### Your instructions:
Quote every entry word for word.
===== Task material =====
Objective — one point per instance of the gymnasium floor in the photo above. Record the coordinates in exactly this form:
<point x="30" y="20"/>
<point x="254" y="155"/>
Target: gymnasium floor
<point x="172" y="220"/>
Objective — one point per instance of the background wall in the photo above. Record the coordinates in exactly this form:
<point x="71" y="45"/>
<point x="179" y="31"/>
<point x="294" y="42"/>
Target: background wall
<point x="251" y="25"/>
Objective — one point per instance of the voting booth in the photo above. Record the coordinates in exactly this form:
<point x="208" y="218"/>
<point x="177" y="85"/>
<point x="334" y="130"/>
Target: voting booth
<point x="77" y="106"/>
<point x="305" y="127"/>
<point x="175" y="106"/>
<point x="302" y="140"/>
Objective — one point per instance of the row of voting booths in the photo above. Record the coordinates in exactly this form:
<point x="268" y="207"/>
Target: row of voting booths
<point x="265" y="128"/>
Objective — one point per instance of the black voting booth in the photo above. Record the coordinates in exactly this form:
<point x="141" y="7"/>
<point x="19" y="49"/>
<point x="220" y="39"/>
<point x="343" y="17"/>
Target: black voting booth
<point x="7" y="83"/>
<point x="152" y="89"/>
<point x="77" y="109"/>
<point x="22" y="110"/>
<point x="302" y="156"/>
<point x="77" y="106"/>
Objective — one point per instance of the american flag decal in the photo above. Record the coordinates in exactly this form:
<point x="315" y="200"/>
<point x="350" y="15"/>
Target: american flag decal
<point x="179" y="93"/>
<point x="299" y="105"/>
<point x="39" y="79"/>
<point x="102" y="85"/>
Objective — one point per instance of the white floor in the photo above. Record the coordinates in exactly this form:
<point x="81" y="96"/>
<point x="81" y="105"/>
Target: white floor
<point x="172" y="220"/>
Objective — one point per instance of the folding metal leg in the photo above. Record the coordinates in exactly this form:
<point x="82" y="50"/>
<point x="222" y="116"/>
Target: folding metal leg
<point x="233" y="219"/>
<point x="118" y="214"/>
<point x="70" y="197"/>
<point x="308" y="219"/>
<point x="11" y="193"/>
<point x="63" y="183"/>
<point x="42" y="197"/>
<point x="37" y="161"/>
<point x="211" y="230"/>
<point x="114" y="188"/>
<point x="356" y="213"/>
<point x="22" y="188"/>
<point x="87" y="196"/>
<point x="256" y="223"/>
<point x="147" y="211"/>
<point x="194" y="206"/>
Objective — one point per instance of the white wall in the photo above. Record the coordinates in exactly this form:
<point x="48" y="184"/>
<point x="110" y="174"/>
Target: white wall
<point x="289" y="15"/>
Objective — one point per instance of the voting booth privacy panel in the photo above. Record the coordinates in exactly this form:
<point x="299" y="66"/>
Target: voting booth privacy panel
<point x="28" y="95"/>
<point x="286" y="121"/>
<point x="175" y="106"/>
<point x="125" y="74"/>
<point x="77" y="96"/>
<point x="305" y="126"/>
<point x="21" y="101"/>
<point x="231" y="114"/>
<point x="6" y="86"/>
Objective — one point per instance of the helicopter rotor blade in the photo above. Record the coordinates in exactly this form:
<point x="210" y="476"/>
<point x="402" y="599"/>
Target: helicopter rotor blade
=====
### Exercise result:
Objective — one point per instance of the gymnasium floor in the photo above. Record the coordinates in exactly this form:
<point x="30" y="20"/>
<point x="254" y="155"/>
Target: gymnasium floor
<point x="172" y="220"/>
Objective — one point per instance of the background wall in the photo above. Record the coordinates in exactly this form:
<point x="71" y="45"/>
<point x="179" y="31"/>
<point x="294" y="42"/>
Target: background wall
<point x="251" y="25"/>
Objective — one point per instance of the voting booth in the photo above. Record the coordinates in exactly this form:
<point x="208" y="218"/>
<point x="177" y="85"/>
<point x="334" y="130"/>
Target: voting booth
<point x="77" y="106"/>
<point x="305" y="127"/>
<point x="175" y="106"/>
<point x="302" y="140"/>
Objective — one point per instance of the row of voting booths in the photo above. Record the coordinates in exactly this form:
<point x="268" y="207"/>
Target: row of voting booths
<point x="265" y="128"/>
Objective — one point per instance of the black voting booth in the photo above. Record the coordinates in exactly this form:
<point x="141" y="7"/>
<point x="19" y="49"/>
<point x="220" y="39"/>
<point x="343" y="17"/>
Target: black voting booth
<point x="7" y="83"/>
<point x="152" y="89"/>
<point x="77" y="109"/>
<point x="22" y="110"/>
<point x="302" y="156"/>
<point x="77" y="106"/>
Objective — one point per instance of the american flag decal in the photo above. Record the coordinates in exactly this form:
<point x="315" y="200"/>
<point x="350" y="15"/>
Target: american flag decal
<point x="179" y="93"/>
<point x="299" y="105"/>
<point x="39" y="79"/>
<point x="102" y="85"/>
Objective — one point per instance of the white floor in the photo above. Record the coordinates in exactly this form:
<point x="81" y="96"/>
<point x="81" y="105"/>
Target: white floor
<point x="172" y="220"/>
Objective — one point per instance of the folding metal leg in the photo above. Record the coordinates in exactly this form:
<point x="82" y="50"/>
<point x="222" y="116"/>
Target: folding metal leg
<point x="233" y="219"/>
<point x="118" y="214"/>
<point x="70" y="197"/>
<point x="308" y="219"/>
<point x="11" y="193"/>
<point x="63" y="183"/>
<point x="42" y="197"/>
<point x="37" y="161"/>
<point x="211" y="230"/>
<point x="114" y="188"/>
<point x="356" y="213"/>
<point x="22" y="188"/>
<point x="87" y="196"/>
<point x="256" y="223"/>
<point x="147" y="211"/>
<point x="194" y="206"/>
Objective — one point per instance of the white wall in the photo above. Record the coordinates in exactly this form:
<point x="48" y="184"/>
<point x="110" y="174"/>
Target: white wall
<point x="289" y="15"/>
Objective — one point per instance of the voting booth privacy panel in the photo above. Record the coordinates in exactly this form:
<point x="299" y="66"/>
Target: voting booth privacy panel
<point x="28" y="95"/>
<point x="286" y="121"/>
<point x="175" y="106"/>
<point x="125" y="74"/>
<point x="77" y="96"/>
<point x="305" y="126"/>
<point x="21" y="101"/>
<point x="231" y="114"/>
<point x="6" y="86"/>
Objective — one point per instance of the helicopter rotor blade in the photo above. Record the coordinates in exactly this form:
<point x="210" y="476"/>
<point x="402" y="599"/>
Target: helicopter rotor blade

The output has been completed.